## Data for this exercise
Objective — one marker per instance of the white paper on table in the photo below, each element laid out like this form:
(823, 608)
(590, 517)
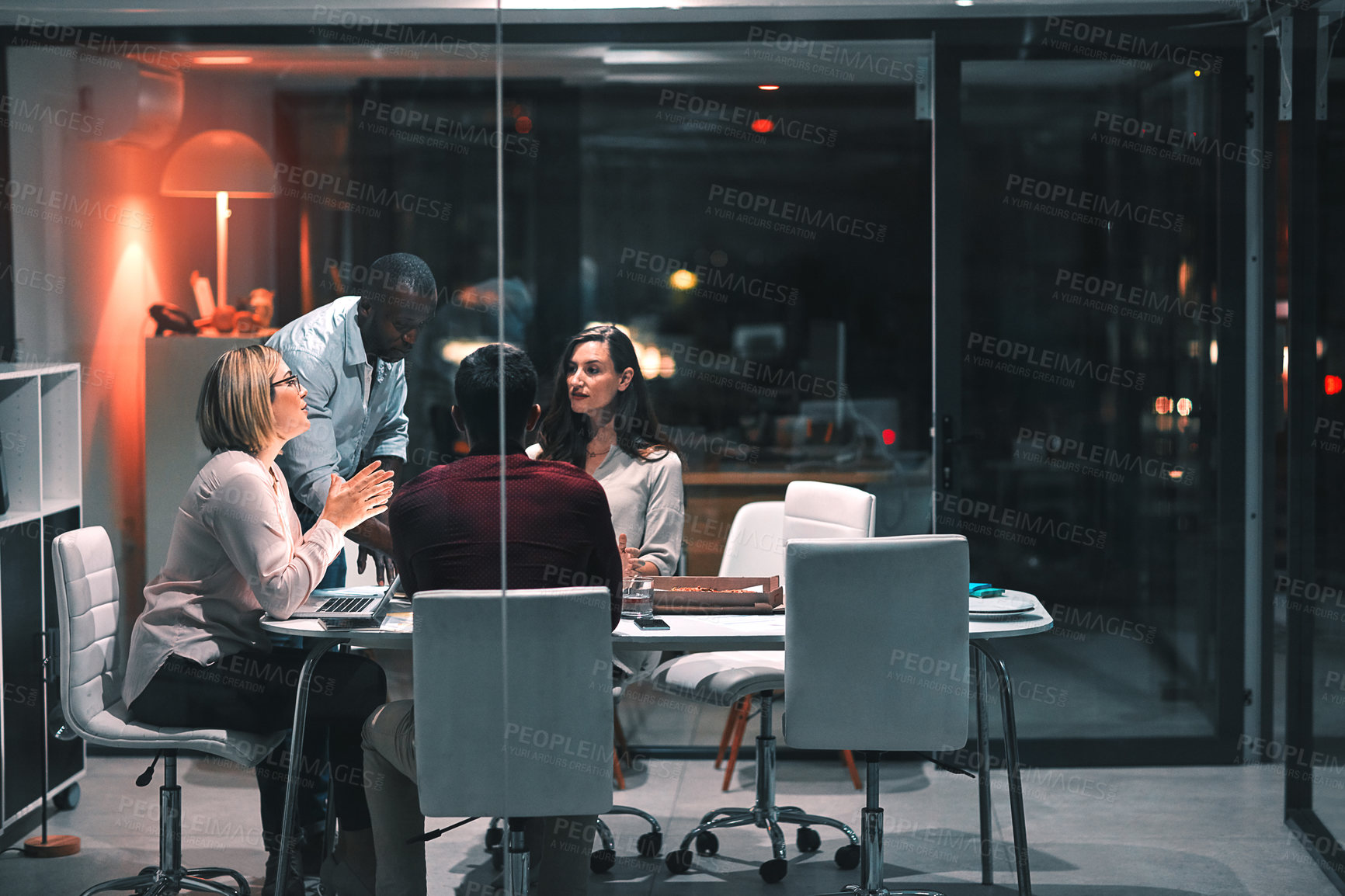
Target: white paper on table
(397, 622)
(756, 620)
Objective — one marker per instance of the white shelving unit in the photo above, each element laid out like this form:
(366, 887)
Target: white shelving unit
(40, 451)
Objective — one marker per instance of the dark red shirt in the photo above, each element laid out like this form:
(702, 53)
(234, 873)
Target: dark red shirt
(446, 526)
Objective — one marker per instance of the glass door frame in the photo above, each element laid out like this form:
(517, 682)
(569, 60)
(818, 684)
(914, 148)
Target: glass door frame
(948, 429)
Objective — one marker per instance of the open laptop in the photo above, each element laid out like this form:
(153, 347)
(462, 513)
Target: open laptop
(365, 604)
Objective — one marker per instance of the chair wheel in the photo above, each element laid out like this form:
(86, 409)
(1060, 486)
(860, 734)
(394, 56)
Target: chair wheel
(602, 861)
(69, 798)
(679, 861)
(773, 870)
(650, 846)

## Work instructions
Print all of the items above word for word, leaving out the pictures.

## Result of this exercise
Objective — one marker per instance of the white paper on table in the photo below, each element laid out like this form:
(823, 608)
(590, 517)
Target: white paper on table
(397, 622)
(756, 620)
Objective — one marker per instance of the white shelving unit in the photo above, each element laid out like this form:
(366, 887)
Target: white shelving unit
(40, 451)
Objective — one marker per instance of the dark red shirt in the photo above, each element laid out like this form:
(702, 53)
(234, 873)
Target: dark red shirt
(446, 526)
Objective — one marker per instance of the glass door frame in the photo above, each element laid out like this form:
(517, 682)
(569, 60)
(818, 684)
(914, 148)
Target: glass door frame
(948, 429)
Objective — one marker per instance of the open laptop in the photo above, each element laid out like this form:
(153, 347)
(462, 513)
Target: open laptop
(365, 604)
Objective — one marker per instance of the chair wheel in the photo above, each element laid out like this form:
(86, 409)
(1060, 486)
(860, 734)
(394, 56)
Target: chair wheel
(602, 861)
(69, 798)
(679, 861)
(773, 870)
(650, 846)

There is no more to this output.